■ Provided records
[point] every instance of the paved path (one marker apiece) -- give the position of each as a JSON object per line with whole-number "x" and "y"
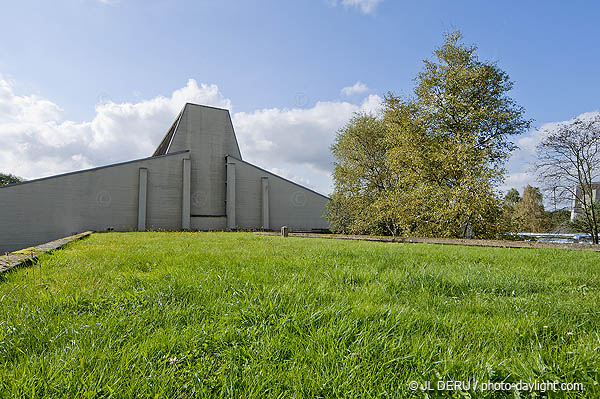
{"x": 27, "y": 255}
{"x": 447, "y": 241}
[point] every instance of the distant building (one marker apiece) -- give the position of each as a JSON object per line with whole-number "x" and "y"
{"x": 577, "y": 206}
{"x": 196, "y": 179}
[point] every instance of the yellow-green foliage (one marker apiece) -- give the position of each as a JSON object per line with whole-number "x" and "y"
{"x": 429, "y": 164}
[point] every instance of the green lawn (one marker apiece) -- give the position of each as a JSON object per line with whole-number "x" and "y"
{"x": 239, "y": 315}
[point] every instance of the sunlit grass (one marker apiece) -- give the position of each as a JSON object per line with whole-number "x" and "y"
{"x": 239, "y": 315}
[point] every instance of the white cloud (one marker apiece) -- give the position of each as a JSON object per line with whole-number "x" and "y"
{"x": 365, "y": 6}
{"x": 38, "y": 142}
{"x": 301, "y": 136}
{"x": 357, "y": 88}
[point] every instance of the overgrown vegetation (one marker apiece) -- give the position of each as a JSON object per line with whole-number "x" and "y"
{"x": 429, "y": 164}
{"x": 9, "y": 179}
{"x": 569, "y": 165}
{"x": 239, "y": 315}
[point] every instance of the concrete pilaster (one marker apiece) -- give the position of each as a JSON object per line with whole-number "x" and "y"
{"x": 265, "y": 202}
{"x": 230, "y": 195}
{"x": 142, "y": 199}
{"x": 185, "y": 206}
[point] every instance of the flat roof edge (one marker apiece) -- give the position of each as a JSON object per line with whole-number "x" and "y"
{"x": 281, "y": 177}
{"x": 95, "y": 168}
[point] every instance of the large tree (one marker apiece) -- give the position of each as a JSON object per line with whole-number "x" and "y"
{"x": 569, "y": 162}
{"x": 442, "y": 152}
{"x": 529, "y": 214}
{"x": 449, "y": 142}
{"x": 362, "y": 177}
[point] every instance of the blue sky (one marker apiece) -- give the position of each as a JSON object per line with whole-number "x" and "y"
{"x": 79, "y": 73}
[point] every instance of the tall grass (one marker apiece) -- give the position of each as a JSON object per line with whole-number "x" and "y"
{"x": 237, "y": 315}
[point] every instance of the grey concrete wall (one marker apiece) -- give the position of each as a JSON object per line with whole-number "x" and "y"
{"x": 42, "y": 210}
{"x": 289, "y": 204}
{"x": 208, "y": 133}
{"x": 208, "y": 223}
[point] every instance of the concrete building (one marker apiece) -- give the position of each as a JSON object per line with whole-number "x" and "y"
{"x": 196, "y": 179}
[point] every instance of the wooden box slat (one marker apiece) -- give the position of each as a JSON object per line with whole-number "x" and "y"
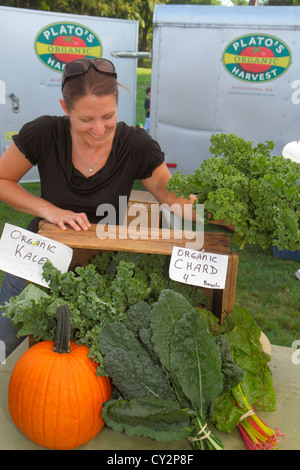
{"x": 86, "y": 244}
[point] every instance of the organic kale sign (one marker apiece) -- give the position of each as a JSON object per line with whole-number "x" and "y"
{"x": 24, "y": 253}
{"x": 198, "y": 268}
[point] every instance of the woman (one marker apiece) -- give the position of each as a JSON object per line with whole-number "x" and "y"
{"x": 85, "y": 159}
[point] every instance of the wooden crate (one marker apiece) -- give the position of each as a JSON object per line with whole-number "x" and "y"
{"x": 86, "y": 244}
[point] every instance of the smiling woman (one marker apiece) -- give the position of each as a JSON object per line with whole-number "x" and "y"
{"x": 92, "y": 158}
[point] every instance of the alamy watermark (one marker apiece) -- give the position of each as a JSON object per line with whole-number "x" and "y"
{"x": 296, "y": 353}
{"x": 2, "y": 352}
{"x": 142, "y": 221}
{"x": 296, "y": 93}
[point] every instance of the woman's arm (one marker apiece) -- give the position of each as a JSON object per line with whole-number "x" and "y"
{"x": 157, "y": 183}
{"x": 13, "y": 166}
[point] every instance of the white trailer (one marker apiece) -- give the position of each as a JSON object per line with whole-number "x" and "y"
{"x": 219, "y": 69}
{"x": 34, "y": 48}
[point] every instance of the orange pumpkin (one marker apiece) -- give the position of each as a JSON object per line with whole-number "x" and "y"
{"x": 55, "y": 397}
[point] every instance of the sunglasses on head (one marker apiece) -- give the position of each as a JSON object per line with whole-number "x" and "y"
{"x": 81, "y": 66}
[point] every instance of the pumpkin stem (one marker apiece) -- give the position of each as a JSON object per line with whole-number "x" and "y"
{"x": 63, "y": 331}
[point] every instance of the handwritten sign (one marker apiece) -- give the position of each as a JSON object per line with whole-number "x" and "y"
{"x": 198, "y": 268}
{"x": 24, "y": 253}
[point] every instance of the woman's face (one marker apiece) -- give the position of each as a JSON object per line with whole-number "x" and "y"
{"x": 93, "y": 119}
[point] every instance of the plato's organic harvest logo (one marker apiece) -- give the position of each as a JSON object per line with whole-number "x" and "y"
{"x": 256, "y": 58}
{"x": 60, "y": 43}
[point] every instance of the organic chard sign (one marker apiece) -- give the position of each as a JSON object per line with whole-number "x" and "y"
{"x": 60, "y": 43}
{"x": 256, "y": 58}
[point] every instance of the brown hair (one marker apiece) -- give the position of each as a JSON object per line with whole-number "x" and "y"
{"x": 90, "y": 83}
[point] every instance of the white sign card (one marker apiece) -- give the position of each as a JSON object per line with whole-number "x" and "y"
{"x": 198, "y": 268}
{"x": 23, "y": 253}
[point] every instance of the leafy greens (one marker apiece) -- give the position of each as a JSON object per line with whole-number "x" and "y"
{"x": 180, "y": 347}
{"x": 244, "y": 185}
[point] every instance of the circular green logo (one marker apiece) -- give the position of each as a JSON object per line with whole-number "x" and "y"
{"x": 256, "y": 58}
{"x": 60, "y": 43}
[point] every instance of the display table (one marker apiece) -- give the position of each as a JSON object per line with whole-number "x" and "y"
{"x": 286, "y": 378}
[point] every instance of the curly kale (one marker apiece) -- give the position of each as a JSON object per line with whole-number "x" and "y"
{"x": 140, "y": 276}
{"x": 246, "y": 186}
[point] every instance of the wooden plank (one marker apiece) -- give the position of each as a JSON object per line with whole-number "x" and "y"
{"x": 122, "y": 238}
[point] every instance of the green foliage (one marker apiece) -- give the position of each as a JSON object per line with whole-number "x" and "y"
{"x": 186, "y": 356}
{"x": 97, "y": 294}
{"x": 246, "y": 186}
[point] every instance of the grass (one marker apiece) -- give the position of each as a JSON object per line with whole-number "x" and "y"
{"x": 266, "y": 286}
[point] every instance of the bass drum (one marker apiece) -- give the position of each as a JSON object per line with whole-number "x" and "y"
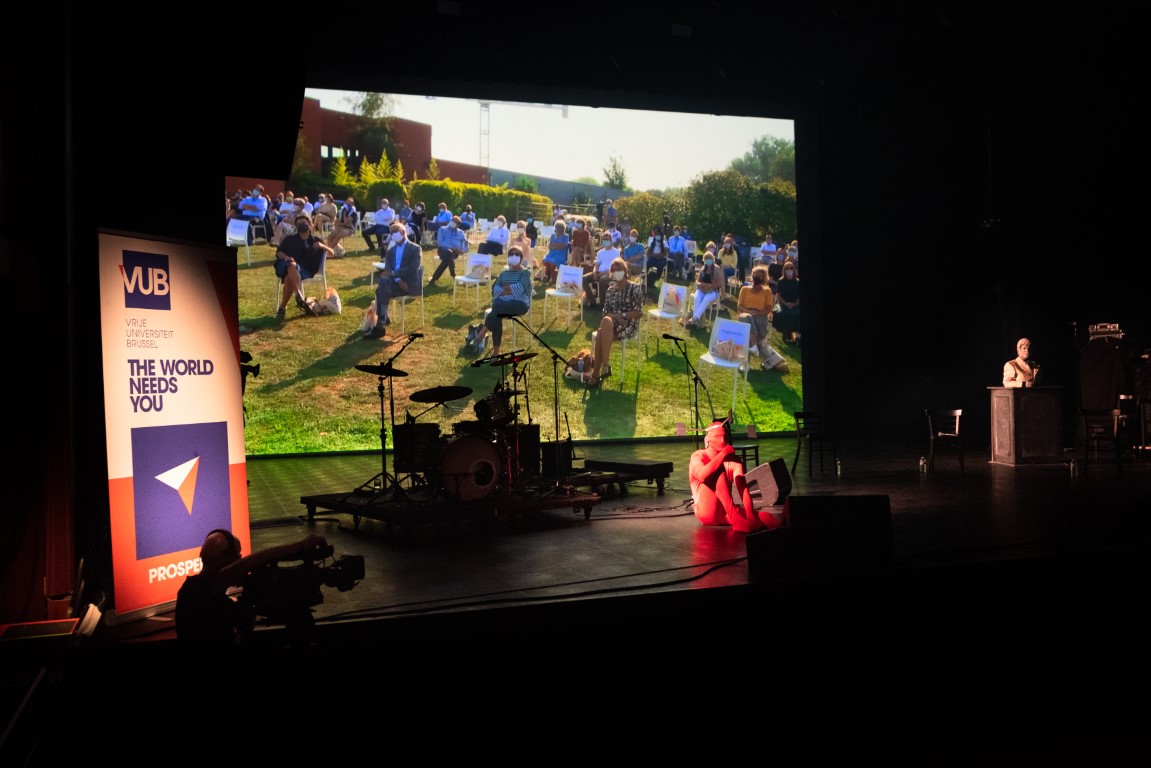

■ Task instructions
Reproduce the data from the line containing "[point] every instance of the leafy" through the end of the data, keeping the requests and adjusting each answer's x and y coordinates by adding -27. Leave the pictures out.

■ Solution for this problem
[point] every instance of the leafy greens (one marker apiece) -- give the position of each as a JSON object per line with whole-number "x" and "y"
{"x": 153, "y": 320}
{"x": 217, "y": 158}
[point] every instance of the circular green logo (one marker apiece) -- give the position of each as a JSON object per line with whole-number "x" and "y"
{"x": 229, "y": 31}
{"x": 33, "y": 16}
[point] every instance of the display table (one marker apiece) -- give the position of each as a JSON object per line with whole-number "x" and "y"
{"x": 259, "y": 351}
[point] every instance of the curly kale (one marker apiece) -- give the position of each as a JSON object per line with whole-number "x" and "y"
{"x": 113, "y": 249}
{"x": 219, "y": 159}
[point] every instance of the wooden plank (one marker apiece) -- give the position of each as a JSON object per line with whole-number "x" and "y"
{"x": 95, "y": 211}
[point] every instance of the green foliage (one marker apiece) -- give the position of each as a JSON object per line with whole-number "x" and "y"
{"x": 159, "y": 329}
{"x": 70, "y": 267}
{"x": 219, "y": 159}
[point] every instance of the grass (one marker apiece) -- give the position of each as a JSON object per line with whole-number "x" and "y"
{"x": 239, "y": 259}
[point] every instance of the bass drum (one marker apiece) -- give the position of each as a JSON object per line with whole-number "x" and "y"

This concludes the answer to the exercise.